___ Records for this exercise ___

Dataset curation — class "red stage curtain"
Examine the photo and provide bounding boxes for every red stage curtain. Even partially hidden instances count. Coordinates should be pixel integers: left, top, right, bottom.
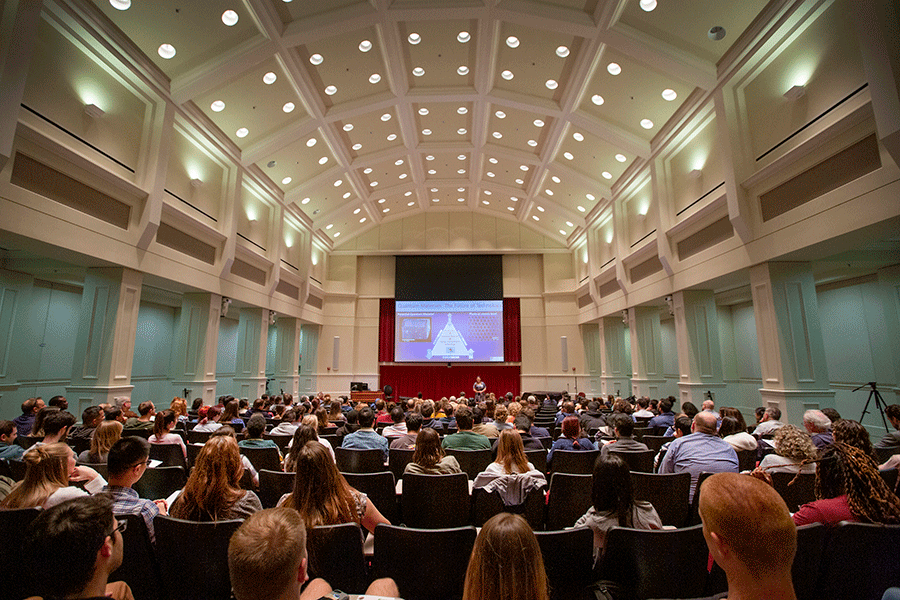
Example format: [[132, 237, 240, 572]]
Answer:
[[500, 298, 522, 364], [381, 363, 521, 400], [378, 298, 396, 364]]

___

- Task to carry out: Write out the material above again, word for word and line for line, but leave out the picture.

- Task output:
Dataset curation — class "red stage curtain"
Examine the photo and provide bounding boxes for every red stage curtain. Even partially hidden instances count. Coordinates should be pixel integers: left, top, right, bottom.
Example format: [[132, 237, 240, 572]]
Answer:
[[500, 298, 522, 364], [381, 363, 521, 400], [378, 298, 396, 364]]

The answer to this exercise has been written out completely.